__Dataset entries__.
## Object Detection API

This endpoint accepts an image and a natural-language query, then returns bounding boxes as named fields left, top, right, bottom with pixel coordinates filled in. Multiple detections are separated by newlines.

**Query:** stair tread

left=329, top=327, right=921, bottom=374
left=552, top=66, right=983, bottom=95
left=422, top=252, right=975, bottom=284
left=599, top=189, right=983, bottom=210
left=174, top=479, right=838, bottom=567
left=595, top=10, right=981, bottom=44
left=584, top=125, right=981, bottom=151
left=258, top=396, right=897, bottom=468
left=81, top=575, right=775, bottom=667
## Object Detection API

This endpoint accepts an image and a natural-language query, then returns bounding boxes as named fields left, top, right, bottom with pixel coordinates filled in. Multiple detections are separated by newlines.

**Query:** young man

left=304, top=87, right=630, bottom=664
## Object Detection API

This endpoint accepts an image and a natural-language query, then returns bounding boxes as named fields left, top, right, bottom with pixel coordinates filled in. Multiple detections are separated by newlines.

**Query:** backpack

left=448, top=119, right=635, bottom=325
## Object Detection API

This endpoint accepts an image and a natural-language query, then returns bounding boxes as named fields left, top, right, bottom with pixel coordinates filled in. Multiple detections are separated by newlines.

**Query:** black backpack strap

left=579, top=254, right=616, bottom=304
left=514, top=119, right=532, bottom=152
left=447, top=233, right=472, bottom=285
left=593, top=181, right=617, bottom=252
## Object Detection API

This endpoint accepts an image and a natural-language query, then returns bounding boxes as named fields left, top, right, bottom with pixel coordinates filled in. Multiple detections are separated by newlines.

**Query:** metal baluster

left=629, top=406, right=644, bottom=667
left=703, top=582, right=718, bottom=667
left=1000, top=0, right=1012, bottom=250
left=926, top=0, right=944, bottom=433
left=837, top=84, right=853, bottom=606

__What you need to do__. Return every record above. Copy each one exactly.

__Answer box__.
## Object Detection API

This endpoint accepts an image and a natural-language query, then returns bounding boxes as named fields left, top, right, bottom with pixel coordinates filled in. Multiple detections are separated by newlines.

**Query:** stair tread

left=329, top=327, right=921, bottom=374
left=552, top=66, right=983, bottom=95
left=422, top=252, right=975, bottom=284
left=599, top=189, right=983, bottom=210
left=174, top=479, right=838, bottom=567
left=595, top=10, right=981, bottom=44
left=584, top=125, right=981, bottom=151
left=258, top=396, right=897, bottom=468
left=81, top=575, right=775, bottom=667
## Object Detection API

This endpoint accepts an image and a natural-language query, then returns bounding boxes as named fields left, top, right, bottom with pixel coordinates filled in. Multiple detections are separated by newlines.

**Query:** young man

left=304, top=87, right=630, bottom=664
## Object Detection API

This endpoint accepts an image and a natural-language query, then returns bounding boxes as named fields left, top, right, bottom with pixel coordinates filled in. Multiple detections are separated by newlines.

**Query:** backpack

left=448, top=119, right=635, bottom=325
## Object Detection API

This endpoint accepts an image and a natural-language query, then returns bounding boxes as named fields left, top, right, bottom with pixel coordinates filled in. Multiple detections are separated by newlines.

**Query:** black backpack strap

left=579, top=254, right=616, bottom=304
left=514, top=119, right=532, bottom=152
left=447, top=233, right=472, bottom=285
left=593, top=181, right=617, bottom=252
## Object Detection API

This endpoint accepts an image and a natural-language query, then returns bounding boxes as named fields left, top, right, bottom with pixel coordinates filled in. Multiple detections are separated by newlines.

**Query:** metal baluster

left=629, top=406, right=644, bottom=667
left=703, top=582, right=718, bottom=667
left=1000, top=0, right=1012, bottom=250
left=926, top=0, right=944, bottom=433
left=837, top=84, right=853, bottom=606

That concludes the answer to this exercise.